### DESCRIPTION OF THE TASK
Repeat each entry exactly. Drop every image.

↓

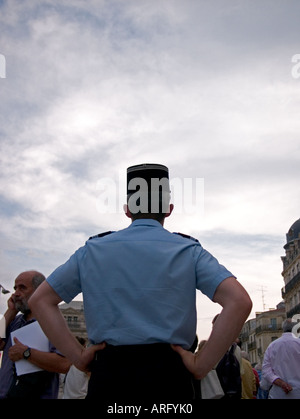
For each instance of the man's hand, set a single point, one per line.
(189, 360)
(284, 385)
(16, 351)
(87, 356)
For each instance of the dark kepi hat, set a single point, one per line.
(149, 181)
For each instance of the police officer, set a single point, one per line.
(139, 290)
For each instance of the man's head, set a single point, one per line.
(148, 192)
(25, 285)
(288, 325)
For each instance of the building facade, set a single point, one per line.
(291, 271)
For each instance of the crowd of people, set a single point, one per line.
(277, 378)
(139, 291)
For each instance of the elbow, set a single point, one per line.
(33, 303)
(245, 305)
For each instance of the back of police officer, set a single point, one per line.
(139, 290)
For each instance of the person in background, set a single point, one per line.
(42, 384)
(248, 378)
(281, 366)
(76, 381)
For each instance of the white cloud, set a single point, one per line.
(95, 86)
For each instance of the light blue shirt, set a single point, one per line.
(139, 284)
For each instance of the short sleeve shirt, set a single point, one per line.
(139, 284)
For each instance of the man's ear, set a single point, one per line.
(170, 210)
(126, 210)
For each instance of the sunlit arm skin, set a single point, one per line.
(237, 306)
(48, 361)
(44, 306)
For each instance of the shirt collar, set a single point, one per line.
(146, 222)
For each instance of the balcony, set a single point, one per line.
(290, 285)
(269, 328)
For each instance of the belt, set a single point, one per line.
(130, 350)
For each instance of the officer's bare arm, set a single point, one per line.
(44, 306)
(236, 305)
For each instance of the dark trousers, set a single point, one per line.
(139, 372)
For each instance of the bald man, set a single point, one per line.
(37, 385)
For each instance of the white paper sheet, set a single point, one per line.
(32, 336)
(2, 327)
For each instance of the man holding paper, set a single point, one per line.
(35, 371)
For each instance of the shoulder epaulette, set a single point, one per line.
(187, 237)
(101, 235)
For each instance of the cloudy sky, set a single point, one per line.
(210, 89)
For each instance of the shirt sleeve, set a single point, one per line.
(209, 272)
(65, 280)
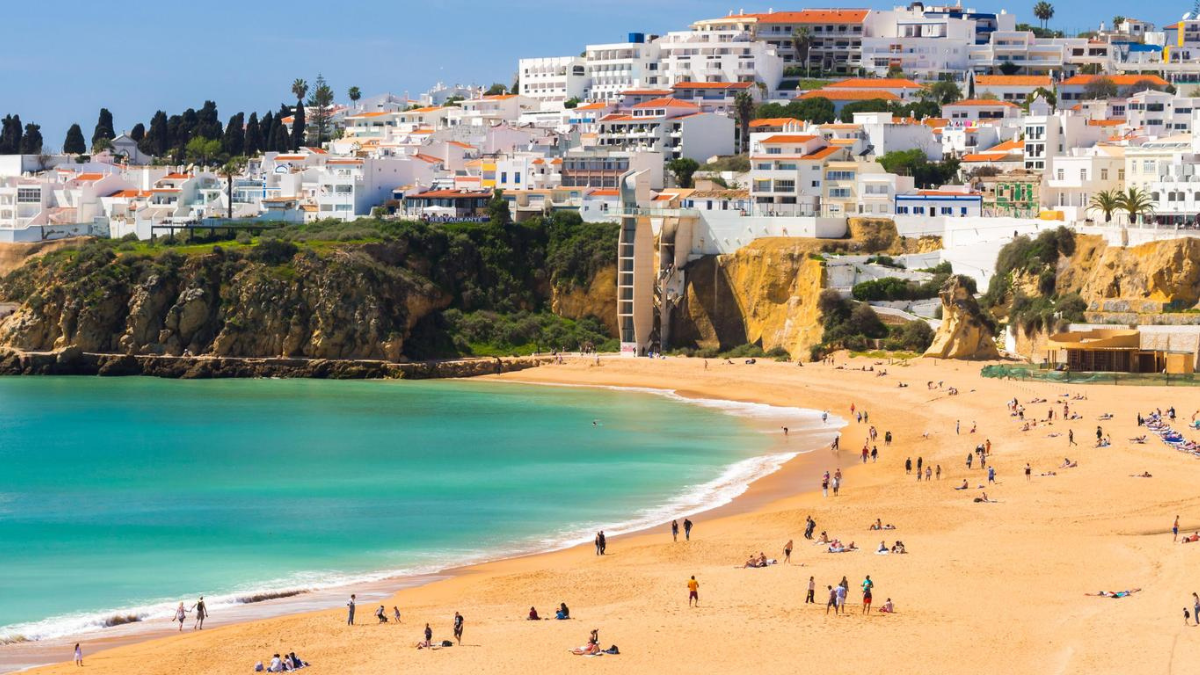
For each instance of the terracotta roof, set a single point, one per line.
(713, 85)
(1119, 79)
(772, 121)
(850, 95)
(874, 83)
(666, 103)
(1012, 81)
(814, 17)
(789, 138)
(983, 103)
(450, 195)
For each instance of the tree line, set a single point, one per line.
(198, 135)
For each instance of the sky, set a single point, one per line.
(60, 61)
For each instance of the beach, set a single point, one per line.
(984, 586)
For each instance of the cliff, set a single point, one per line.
(765, 293)
(965, 333)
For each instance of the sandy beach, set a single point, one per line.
(983, 587)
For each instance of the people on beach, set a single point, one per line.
(202, 613)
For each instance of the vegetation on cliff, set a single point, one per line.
(361, 290)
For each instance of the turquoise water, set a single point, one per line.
(138, 493)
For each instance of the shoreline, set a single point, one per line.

↑

### ANSWER BOX
For each instance of the man's hand, set a single point, one per line.
(189, 360)
(284, 385)
(16, 351)
(87, 356)
For each instance of the dark kepi hat, set a single point, one per line.
(149, 181)
For each instance of the police officer, set a single point, one per line.
(139, 290)
For each instance of the man's head, set a single point, one per line.
(148, 192)
(25, 285)
(288, 325)
For each instance of the building facade, set a single point, one per line.
(291, 271)
For each instance of the crowd of people, set a single point, one per line.
(277, 378)
(139, 291)
For each instance of the elbow, set a single point, one per line.
(33, 303)
(245, 305)
For each instance of the back of police officer, set a single point, one per line.
(139, 290)
For each instance of the person in background, set a single point, one per line.
(42, 384)
(248, 378)
(281, 366)
(76, 381)
For each instance of the white cloud, set a single point, one per line.
(95, 86)
For each instance of the light blue shirt, set a single point, one per line.
(139, 284)
For each instance of the short sleeve shirt, set a single point, one per line.
(139, 284)
For each instance of the man's ear, set a single point, one per line.
(170, 210)
(126, 210)
For each instance of the sunlit arm skin, set a single point, one per line.
(237, 306)
(48, 361)
(44, 306)
For each instance of the shirt collar, set a single point, one per line.
(146, 222)
For each instance of the balcony, set a single point, one per line.
(290, 285)
(269, 328)
For each instance of the belt, set a single point, one per line.
(130, 350)
For each instance of the officer's bare arm, set a single point, one per line.
(44, 306)
(236, 305)
For each instance of the dark trousers, set a single point, one per line.
(139, 372)
For each instance of the bald man, set a single point, one per line.
(37, 385)
For each instance of the white paper sheet, set a single point, one per line.
(32, 336)
(2, 327)
For each instance of the man holding paper, set a single point, one per line.
(35, 371)
For each instance of the shoulder epaulette, set a single point, one per line.
(187, 237)
(101, 235)
For each instance of the cloudy sky, set a single point, one per line.
(210, 89)
For each instance of the shirt sleeve, set a single point, one per line.
(209, 272)
(65, 280)
For each instance of the terracotta roof, set a single point, one per line.
(713, 85)
(1119, 79)
(772, 121)
(850, 95)
(874, 83)
(666, 103)
(1012, 81)
(814, 17)
(789, 138)
(983, 103)
(450, 195)
For each instance of the tree line, set a single point, one per line.
(198, 135)
For each instance of the sky, set a single point, one per line.
(60, 61)
For each instance of the beach, set a single point, one per line.
(984, 586)
For each instance of the cliff, set a single point, one per line.
(765, 293)
(965, 333)
For each instance of the sandy beach, set a single point, one per line.
(983, 587)
For each instance of the people on beach, set a single point, one per line.
(202, 613)
For each instance of the vegetation on cliff, set a single point, one per line.
(361, 290)
For each instance of the turquoise water, set a single point, one per line.
(138, 493)
For each instance of the shoreline, set a single point, one per line.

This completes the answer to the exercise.